TASK DETAILS - Could you give the material below again with each "jersey" swapped for "shirt", everything else unchanged and the pictures left out?

EXTRACTED RECORDS -
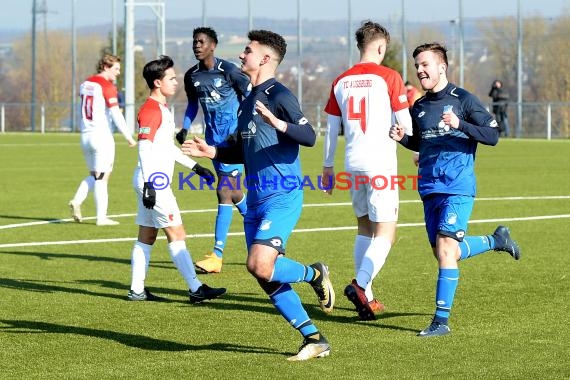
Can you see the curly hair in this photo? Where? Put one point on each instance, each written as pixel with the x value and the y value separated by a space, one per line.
pixel 271 39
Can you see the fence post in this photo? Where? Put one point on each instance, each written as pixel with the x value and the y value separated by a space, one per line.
pixel 548 121
pixel 2 119
pixel 43 118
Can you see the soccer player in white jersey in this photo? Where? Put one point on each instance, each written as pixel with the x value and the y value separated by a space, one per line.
pixel 157 207
pixel 364 100
pixel 99 105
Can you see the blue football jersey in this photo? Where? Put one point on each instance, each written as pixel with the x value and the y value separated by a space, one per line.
pixel 219 91
pixel 271 158
pixel 447 155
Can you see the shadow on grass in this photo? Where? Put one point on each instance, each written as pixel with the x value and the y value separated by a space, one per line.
pixel 131 340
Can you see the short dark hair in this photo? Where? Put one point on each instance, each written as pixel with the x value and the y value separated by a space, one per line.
pixel 156 69
pixel 370 31
pixel 435 47
pixel 268 38
pixel 211 33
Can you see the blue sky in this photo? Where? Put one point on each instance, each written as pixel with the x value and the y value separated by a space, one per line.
pixel 95 12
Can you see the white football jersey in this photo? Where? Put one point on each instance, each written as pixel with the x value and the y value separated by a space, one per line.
pixel 366 97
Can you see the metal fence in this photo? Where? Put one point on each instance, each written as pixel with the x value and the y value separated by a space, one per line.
pixel 539 120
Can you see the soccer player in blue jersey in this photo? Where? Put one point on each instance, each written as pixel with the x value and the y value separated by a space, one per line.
pixel 219 86
pixel 448 123
pixel 271 129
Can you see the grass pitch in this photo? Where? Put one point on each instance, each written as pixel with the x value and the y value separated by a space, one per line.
pixel 63 285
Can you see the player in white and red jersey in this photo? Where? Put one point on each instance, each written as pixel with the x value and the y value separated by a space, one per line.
pixel 157 207
pixel 364 100
pixel 99 105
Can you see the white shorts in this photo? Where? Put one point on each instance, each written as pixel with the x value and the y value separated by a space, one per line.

TASK RESULT -
Can you see the curly hair in this photo? Where? Put one point on each instance, each written as pixel with the x value and the y value separated by a space, one per line.
pixel 271 39
Can you see the fence post in this photo? Where? Put one point on each instance, each written as pixel with the x value and the y value separated by a space, one per line.
pixel 548 121
pixel 2 119
pixel 43 118
Can you see the soccer player in white shirt in this photo? Where? Put one point on each instance, each written as pixel with the x value and the y value separated by a space, one per line.
pixel 157 207
pixel 364 100
pixel 99 105
Can you see the blue football shirt in this photo? Where? Put one point on each instance, each written as pixel with the x value and the y value separated by a space, one per line.
pixel 219 91
pixel 271 158
pixel 447 155
Can you see the shadow on grass in this photo? Where? Put one point on each instance, each written as pixel with the x value and the y value separated by a space, one per line.
pixel 131 340
Can you see the short dark hair in this photo? Where? Put one point on each instance, each written as pixel with the x value and the y value separated by a space, one per line.
pixel 156 69
pixel 370 31
pixel 435 47
pixel 268 38
pixel 211 33
Can you see the blue sky in this photo? Where? Put one point on each instance, each written as pixel with the x value and the y value separated by a space, one per line.
pixel 95 12
Can you see the white football shirt in this photo? Where? Put one point on each instance, each written as pixel with the x value and the y value separated by a space, one per line.
pixel 366 97
Can you see the metal fence in this photo? Where? Put one point on each instance, each written as pixel with the x value and the y value separated by a space, one per line.
pixel 539 120
Can you see the soccer player in blue shirt in this photo? Where? Put one point on each instance, each written as pixel with the x value and the y value separated by a space, one per line.
pixel 219 86
pixel 448 123
pixel 271 129
Can you see the grass pitch in this photo? Where? Put one point on each instance, each written as pixel with the x value and the y value separated by a space, one per line.
pixel 63 285
Can you see the player in white and red shirt in this photo? Where? Put one point on each instance, each written as pixel with the x value and the y value separated by a space, one per line.
pixel 157 207
pixel 364 100
pixel 99 105
Can you see the white shorts in this photo? Where? Put one point on each instance, each written as pixel with the x value and the y value separated by a space, one per line.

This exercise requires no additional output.